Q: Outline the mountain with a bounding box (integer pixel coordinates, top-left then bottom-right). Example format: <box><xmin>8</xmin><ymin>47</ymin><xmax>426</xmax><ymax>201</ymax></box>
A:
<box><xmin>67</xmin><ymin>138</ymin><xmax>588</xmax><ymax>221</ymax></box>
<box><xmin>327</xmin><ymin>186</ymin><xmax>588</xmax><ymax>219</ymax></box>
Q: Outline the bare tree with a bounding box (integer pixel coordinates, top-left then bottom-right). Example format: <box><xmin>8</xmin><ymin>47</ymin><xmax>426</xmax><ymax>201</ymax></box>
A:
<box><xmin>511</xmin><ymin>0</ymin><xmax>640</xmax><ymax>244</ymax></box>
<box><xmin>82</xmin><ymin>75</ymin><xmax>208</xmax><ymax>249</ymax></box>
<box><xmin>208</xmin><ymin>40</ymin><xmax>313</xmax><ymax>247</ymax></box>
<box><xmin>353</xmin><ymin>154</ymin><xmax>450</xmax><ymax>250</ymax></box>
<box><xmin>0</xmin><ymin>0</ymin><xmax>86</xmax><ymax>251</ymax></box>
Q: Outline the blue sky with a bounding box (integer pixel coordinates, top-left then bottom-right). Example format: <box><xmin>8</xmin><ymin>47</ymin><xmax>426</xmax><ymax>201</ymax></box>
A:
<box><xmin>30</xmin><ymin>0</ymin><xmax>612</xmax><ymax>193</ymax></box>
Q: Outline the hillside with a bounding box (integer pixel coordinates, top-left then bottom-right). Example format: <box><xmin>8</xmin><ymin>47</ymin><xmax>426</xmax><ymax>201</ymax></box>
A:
+ + + + +
#### [Brief]
Copy all the rows above, putting "bounding rectangle" in place of every "bounding box" and leaving everything else as it is.

#### [Task answer]
Q: Outline the mountain with a bounding rectangle (integer pixel coordinates, top-left then bottom-right). Example format: <box><xmin>8</xmin><ymin>47</ymin><xmax>426</xmax><ymax>201</ymax></box>
A:
<box><xmin>67</xmin><ymin>138</ymin><xmax>588</xmax><ymax>221</ymax></box>
<box><xmin>327</xmin><ymin>186</ymin><xmax>588</xmax><ymax>219</ymax></box>
Q: Outline the bare tree with a bounding rectangle (integer pixel coordinates, top-left then bottom-right). Example format: <box><xmin>8</xmin><ymin>47</ymin><xmax>426</xmax><ymax>201</ymax></box>
A:
<box><xmin>511</xmin><ymin>0</ymin><xmax>640</xmax><ymax>244</ymax></box>
<box><xmin>82</xmin><ymin>75</ymin><xmax>208</xmax><ymax>249</ymax></box>
<box><xmin>208</xmin><ymin>40</ymin><xmax>313</xmax><ymax>247</ymax></box>
<box><xmin>353</xmin><ymin>154</ymin><xmax>450</xmax><ymax>250</ymax></box>
<box><xmin>0</xmin><ymin>0</ymin><xmax>86</xmax><ymax>251</ymax></box>
Q: Outline the blue sky with a bounding rectangle (integer pixel coordinates, top-left then bottom-right). Example format: <box><xmin>8</xmin><ymin>47</ymin><xmax>426</xmax><ymax>201</ymax></box>
A:
<box><xmin>30</xmin><ymin>0</ymin><xmax>612</xmax><ymax>193</ymax></box>
Q: Outline the hillside with a bounding rectangle (integer pixel coordinates, top-left then bottom-right). Example format: <box><xmin>8</xmin><ymin>47</ymin><xmax>426</xmax><ymax>201</ymax></box>
A:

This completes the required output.